• **Task instructions**:
Quote the entries word for word. Omit the pictures.

• **Record excerpts**:

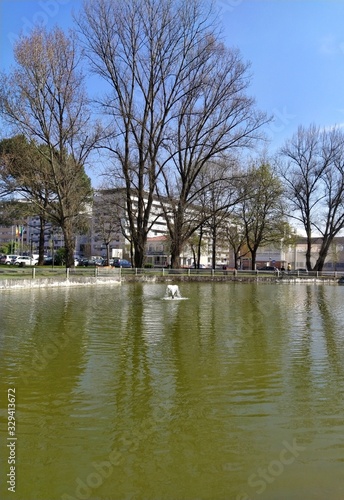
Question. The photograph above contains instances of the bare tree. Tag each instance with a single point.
(25, 172)
(108, 218)
(44, 99)
(214, 118)
(261, 210)
(313, 173)
(166, 72)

• **Solution to this problem**:
Question. The photograph above contains instances of the bare tree. Tag each instance with a single point.
(25, 172)
(108, 218)
(44, 99)
(214, 118)
(261, 210)
(313, 173)
(166, 72)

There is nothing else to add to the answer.